* **Request**:
Count the lines in the records below that contain the word "plant", treating uppercase and lowercase as different. Reply with the number only.

:::::

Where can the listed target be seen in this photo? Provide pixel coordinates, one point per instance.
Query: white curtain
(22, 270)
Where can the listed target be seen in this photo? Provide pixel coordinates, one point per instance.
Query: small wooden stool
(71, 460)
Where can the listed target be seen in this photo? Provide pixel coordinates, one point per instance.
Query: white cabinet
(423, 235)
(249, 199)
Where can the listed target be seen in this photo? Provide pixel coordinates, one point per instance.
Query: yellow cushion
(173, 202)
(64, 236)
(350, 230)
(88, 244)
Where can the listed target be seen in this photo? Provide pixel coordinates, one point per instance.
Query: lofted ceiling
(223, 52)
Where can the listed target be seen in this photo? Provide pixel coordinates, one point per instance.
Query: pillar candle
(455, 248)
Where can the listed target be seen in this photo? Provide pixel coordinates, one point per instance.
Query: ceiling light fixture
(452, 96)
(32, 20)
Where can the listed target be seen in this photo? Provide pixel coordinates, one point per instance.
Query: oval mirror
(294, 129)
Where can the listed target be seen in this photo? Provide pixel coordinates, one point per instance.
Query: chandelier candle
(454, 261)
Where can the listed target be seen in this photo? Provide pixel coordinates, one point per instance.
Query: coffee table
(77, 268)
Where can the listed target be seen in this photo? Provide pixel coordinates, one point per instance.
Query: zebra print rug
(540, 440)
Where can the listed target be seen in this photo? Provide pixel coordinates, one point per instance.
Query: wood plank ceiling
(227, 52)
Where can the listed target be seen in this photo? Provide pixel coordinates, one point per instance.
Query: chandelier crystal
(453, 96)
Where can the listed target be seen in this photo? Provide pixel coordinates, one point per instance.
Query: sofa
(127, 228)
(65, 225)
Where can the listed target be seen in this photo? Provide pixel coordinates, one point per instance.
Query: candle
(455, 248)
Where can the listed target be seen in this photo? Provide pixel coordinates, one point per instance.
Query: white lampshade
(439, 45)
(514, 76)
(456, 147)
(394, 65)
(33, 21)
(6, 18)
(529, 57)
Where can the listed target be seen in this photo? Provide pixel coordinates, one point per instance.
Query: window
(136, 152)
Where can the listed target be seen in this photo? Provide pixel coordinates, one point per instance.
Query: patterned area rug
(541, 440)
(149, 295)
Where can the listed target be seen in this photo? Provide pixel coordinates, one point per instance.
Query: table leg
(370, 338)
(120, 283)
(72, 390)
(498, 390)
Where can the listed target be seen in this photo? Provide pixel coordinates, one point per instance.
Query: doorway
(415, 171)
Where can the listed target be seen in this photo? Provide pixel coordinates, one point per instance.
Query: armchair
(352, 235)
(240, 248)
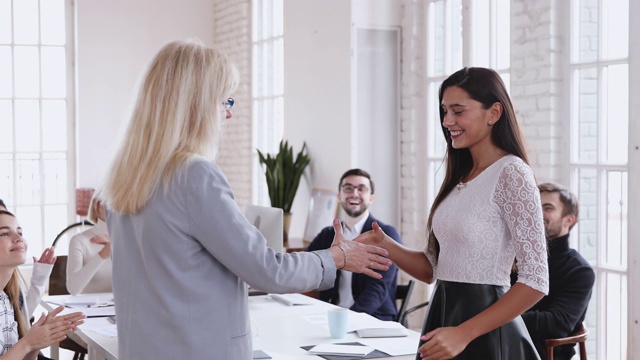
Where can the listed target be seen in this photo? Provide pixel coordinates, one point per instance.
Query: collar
(559, 244)
(357, 228)
(100, 227)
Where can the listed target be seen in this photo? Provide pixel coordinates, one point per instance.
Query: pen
(100, 305)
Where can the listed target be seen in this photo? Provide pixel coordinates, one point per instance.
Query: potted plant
(283, 173)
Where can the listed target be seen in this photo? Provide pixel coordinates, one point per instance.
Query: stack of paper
(341, 350)
(383, 332)
(292, 299)
(81, 301)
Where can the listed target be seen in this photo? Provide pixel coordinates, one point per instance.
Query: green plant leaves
(283, 174)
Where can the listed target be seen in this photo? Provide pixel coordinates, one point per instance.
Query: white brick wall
(232, 34)
(535, 85)
(413, 180)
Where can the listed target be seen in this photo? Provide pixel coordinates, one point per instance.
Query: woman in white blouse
(89, 263)
(486, 215)
(17, 339)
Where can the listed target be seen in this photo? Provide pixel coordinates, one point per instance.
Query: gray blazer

:::::

* **Written response**:
2